**THE TASK**
In the material below, repeat only the lines from the one that holds "Mark the innermost point of each instance of the blue sky" through the final line, exactly as they stand.

[Records contained in a dataset]
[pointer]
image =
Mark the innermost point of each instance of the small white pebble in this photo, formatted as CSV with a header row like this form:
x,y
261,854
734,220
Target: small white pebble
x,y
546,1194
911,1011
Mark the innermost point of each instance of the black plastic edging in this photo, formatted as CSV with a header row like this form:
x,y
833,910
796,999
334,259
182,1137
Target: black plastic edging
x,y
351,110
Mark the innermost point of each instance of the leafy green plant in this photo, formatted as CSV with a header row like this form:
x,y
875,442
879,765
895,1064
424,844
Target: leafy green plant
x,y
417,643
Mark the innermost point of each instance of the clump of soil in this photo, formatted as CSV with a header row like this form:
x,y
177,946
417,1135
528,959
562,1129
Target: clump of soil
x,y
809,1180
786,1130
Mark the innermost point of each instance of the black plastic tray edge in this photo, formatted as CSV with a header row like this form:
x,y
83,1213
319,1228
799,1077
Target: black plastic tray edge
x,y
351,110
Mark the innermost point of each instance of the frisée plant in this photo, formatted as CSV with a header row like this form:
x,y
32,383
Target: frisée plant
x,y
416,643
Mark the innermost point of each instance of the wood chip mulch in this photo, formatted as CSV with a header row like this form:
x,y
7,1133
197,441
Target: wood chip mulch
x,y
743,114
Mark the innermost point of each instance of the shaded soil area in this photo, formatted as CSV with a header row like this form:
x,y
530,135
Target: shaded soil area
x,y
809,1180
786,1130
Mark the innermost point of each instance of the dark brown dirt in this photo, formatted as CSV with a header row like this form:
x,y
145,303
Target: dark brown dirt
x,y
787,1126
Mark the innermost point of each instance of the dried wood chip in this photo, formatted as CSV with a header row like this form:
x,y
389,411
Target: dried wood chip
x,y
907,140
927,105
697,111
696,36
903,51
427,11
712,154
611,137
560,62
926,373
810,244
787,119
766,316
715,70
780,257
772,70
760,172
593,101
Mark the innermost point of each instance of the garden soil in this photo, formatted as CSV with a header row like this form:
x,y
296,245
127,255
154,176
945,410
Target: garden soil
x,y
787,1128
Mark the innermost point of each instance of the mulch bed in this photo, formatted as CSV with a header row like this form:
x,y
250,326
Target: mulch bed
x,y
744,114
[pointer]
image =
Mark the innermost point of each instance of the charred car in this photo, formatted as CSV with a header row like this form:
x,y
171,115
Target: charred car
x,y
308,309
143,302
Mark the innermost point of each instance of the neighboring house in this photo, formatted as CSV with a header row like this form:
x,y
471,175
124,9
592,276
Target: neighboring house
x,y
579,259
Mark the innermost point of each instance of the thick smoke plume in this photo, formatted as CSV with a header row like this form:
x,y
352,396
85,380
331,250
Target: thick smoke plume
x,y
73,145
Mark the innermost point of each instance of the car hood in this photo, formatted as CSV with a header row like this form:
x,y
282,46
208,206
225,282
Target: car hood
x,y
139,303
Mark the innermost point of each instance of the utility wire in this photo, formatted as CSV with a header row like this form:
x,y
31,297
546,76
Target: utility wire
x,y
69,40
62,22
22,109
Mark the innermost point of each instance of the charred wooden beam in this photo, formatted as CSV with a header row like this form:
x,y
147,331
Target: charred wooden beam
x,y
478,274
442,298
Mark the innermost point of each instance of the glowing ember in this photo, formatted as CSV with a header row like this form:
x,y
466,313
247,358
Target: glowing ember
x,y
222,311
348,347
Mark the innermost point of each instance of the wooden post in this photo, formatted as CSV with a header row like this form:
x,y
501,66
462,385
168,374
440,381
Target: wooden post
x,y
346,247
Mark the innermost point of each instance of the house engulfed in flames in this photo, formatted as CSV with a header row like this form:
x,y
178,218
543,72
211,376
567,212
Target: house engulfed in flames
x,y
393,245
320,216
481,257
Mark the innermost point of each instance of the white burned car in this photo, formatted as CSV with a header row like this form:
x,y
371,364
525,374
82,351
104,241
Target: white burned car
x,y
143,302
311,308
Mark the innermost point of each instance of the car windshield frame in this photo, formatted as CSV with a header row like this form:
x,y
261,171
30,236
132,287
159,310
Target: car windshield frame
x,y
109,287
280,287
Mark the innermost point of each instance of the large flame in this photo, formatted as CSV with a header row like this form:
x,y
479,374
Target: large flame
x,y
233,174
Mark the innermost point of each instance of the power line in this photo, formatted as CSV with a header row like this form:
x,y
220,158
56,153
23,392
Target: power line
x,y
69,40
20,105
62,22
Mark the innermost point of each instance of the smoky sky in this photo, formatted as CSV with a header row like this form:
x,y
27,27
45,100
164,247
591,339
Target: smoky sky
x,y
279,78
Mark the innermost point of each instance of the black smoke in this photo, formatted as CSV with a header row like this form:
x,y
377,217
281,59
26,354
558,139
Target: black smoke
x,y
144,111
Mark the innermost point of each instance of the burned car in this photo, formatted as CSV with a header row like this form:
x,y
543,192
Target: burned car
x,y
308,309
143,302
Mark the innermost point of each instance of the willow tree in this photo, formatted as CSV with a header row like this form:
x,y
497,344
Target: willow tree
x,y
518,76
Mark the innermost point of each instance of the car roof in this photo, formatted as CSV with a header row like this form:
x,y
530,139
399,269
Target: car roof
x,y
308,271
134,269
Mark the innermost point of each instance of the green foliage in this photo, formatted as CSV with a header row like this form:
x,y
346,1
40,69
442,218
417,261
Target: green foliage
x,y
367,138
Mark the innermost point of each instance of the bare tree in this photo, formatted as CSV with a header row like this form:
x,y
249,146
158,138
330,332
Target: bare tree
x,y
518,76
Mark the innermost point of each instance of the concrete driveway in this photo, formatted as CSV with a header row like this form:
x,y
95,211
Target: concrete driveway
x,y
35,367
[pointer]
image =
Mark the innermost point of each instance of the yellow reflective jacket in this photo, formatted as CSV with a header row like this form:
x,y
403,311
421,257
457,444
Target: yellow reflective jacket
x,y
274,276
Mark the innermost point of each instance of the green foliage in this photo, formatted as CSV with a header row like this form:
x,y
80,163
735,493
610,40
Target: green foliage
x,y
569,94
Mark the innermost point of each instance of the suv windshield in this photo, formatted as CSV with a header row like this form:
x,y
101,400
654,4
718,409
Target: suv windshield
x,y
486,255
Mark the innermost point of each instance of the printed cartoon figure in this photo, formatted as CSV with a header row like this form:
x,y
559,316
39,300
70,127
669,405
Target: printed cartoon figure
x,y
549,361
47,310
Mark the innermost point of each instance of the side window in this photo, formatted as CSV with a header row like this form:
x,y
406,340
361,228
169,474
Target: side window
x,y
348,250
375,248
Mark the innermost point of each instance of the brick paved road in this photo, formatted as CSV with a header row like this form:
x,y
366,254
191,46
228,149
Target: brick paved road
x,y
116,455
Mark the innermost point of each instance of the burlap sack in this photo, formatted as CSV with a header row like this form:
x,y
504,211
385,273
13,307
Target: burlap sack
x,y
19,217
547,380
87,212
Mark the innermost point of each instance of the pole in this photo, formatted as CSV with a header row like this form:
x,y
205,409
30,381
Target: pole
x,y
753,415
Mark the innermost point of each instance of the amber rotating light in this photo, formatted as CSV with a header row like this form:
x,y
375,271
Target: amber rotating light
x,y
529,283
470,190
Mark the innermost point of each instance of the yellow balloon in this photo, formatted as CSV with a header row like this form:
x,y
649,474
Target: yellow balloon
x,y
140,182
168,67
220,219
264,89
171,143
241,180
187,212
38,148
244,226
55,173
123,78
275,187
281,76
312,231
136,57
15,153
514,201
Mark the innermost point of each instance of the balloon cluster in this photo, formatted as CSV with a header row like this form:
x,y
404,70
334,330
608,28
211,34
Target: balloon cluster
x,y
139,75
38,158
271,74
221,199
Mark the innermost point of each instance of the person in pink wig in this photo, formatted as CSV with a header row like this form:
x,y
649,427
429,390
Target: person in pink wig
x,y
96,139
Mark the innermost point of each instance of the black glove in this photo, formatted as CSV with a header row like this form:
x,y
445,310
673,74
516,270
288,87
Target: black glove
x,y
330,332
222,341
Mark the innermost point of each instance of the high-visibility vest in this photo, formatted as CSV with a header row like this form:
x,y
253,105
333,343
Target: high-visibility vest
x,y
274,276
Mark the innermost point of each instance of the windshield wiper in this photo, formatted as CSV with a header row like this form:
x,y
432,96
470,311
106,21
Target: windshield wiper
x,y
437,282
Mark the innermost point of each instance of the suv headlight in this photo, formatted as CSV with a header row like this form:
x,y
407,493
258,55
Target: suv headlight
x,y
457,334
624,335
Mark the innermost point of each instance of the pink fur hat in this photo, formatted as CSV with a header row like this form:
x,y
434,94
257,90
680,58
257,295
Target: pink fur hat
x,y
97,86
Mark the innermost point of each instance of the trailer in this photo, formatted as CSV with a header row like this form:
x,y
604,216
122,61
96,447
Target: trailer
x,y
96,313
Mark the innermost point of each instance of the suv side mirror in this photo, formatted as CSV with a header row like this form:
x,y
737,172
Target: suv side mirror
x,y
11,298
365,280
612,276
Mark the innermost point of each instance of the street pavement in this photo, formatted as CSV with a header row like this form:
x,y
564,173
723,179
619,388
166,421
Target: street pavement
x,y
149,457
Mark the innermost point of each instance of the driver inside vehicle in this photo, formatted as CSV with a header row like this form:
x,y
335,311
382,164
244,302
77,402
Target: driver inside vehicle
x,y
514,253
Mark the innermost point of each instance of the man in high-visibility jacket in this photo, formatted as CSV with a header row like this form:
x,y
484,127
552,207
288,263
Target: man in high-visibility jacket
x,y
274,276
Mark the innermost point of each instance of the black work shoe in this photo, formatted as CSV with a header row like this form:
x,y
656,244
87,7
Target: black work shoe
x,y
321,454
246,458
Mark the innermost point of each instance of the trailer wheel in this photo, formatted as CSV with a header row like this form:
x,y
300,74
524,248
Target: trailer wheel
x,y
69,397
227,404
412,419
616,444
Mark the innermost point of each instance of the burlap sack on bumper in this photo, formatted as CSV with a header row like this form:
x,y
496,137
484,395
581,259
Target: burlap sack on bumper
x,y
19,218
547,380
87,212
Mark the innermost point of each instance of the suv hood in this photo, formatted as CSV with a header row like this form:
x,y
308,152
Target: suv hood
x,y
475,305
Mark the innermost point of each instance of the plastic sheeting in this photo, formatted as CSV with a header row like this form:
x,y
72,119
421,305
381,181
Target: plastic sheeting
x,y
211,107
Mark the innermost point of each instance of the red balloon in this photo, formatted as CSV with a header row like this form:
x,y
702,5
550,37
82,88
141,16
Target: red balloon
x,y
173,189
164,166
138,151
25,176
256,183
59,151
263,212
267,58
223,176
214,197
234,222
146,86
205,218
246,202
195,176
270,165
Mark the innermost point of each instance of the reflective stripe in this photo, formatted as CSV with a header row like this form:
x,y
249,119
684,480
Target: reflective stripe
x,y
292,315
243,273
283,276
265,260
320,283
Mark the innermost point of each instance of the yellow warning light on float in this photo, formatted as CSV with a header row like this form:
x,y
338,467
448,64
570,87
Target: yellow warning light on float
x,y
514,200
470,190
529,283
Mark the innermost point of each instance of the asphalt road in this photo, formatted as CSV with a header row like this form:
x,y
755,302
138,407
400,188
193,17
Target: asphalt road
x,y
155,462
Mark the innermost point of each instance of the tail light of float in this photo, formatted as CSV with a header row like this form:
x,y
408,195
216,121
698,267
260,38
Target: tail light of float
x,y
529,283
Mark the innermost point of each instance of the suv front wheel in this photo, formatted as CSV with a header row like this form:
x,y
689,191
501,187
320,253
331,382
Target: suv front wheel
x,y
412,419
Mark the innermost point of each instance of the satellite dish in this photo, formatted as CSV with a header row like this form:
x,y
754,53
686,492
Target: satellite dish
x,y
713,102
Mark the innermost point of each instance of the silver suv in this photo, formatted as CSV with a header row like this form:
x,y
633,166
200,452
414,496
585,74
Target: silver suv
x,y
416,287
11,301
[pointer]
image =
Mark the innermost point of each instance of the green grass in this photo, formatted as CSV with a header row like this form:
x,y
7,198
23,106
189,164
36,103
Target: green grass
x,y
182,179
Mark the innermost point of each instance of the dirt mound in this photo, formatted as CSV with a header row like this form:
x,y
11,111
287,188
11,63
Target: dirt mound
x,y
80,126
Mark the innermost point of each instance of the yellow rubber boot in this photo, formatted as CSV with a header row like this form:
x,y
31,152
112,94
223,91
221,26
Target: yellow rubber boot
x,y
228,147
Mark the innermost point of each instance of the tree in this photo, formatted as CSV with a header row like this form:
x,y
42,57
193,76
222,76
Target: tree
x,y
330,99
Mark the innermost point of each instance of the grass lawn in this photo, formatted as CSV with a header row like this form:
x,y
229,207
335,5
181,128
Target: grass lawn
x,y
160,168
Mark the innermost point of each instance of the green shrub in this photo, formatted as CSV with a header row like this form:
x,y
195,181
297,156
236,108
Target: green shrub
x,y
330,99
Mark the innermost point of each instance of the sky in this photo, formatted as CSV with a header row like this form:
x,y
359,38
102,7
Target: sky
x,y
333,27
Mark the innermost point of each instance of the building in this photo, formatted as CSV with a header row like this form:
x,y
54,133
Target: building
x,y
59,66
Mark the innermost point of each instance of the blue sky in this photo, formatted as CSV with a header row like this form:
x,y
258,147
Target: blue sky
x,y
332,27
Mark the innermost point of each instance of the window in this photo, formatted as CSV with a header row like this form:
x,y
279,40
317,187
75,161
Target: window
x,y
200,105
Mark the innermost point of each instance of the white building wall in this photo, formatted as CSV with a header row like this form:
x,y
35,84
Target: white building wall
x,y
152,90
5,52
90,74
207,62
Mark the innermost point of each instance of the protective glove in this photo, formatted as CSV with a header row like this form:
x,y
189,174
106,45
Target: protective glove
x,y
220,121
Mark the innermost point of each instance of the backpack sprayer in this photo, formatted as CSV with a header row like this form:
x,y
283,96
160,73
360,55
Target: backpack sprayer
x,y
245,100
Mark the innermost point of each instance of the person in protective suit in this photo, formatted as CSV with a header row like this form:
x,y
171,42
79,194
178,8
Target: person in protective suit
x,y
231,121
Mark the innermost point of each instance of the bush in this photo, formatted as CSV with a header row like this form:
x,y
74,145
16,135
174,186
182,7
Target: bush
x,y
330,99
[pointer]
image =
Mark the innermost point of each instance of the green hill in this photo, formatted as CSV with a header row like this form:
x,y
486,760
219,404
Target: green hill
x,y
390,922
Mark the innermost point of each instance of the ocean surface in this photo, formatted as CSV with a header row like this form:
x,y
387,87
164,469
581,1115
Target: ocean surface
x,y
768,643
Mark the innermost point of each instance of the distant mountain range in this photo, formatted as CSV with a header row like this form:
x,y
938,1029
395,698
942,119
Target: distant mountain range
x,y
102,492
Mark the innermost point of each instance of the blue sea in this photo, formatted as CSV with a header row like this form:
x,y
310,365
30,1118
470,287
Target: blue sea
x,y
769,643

**RESULT OF THE TASK**
Mark the innermost point of each instance of the blue sky in this photo, formatted as CSV with a header row like this form:
x,y
258,147
Target: blue sky
x,y
332,27
Mark the innermost point of each instance of the window in this photo, formatted as CSV with a header row like this form:
x,y
279,40
317,187
75,161
Target: window
x,y
200,105
Mark the innermost point of each instance of the white building wall in this photo, formatted as CSV with a header row like this form:
x,y
35,84
Target: white building wall
x,y
152,90
5,52
90,74
207,62
Mark the innermost point of each instance of the protective glove in this photo, formatted as CSV with a header row like this form:
x,y
189,174
106,45
Target: protective glove
x,y
220,121
Mark the innermost point of each instance of the backpack sprayer in this photo, formatted as CSV with a header row like this form:
x,y
283,96
160,73
360,55
Target: backpack sprayer
x,y
245,100
Mark the innermost point of each instance of the person in protective suit in this photo, formatted as CSV with a header row like this form:
x,y
171,42
79,194
178,8
Target: person in protective suit
x,y
231,121
Mark the innermost point of each instance of the bush in this photo, formatted as CSV with a header row like this form:
x,y
74,145
16,135
174,186
182,7
Target: bush
x,y
330,99
[pointer]
image =
Mark the innermost point of each instance of the green hill in this photo, formatted as CSV with a header row like this form:
x,y
486,760
219,404
Target: green hill
x,y
390,922
Mark the innermost point of each instance of the ocean surface in this photo, formatted as CSV with a header row like this form:
x,y
387,87
164,469
581,1115
Target: ocean surface
x,y
768,643
Mark the innermost point of each instance of the distant mountain range in this photo, formatted as CSV with a header row like this form:
x,y
938,1029
395,698
942,119
Target: distant mountain range
x,y
102,492
Mark the innermost point of each instance of the blue sea in this photo, formatted as CSV with a header row like this form:
x,y
310,365
30,1118
470,287
Target: blue sea
x,y
769,643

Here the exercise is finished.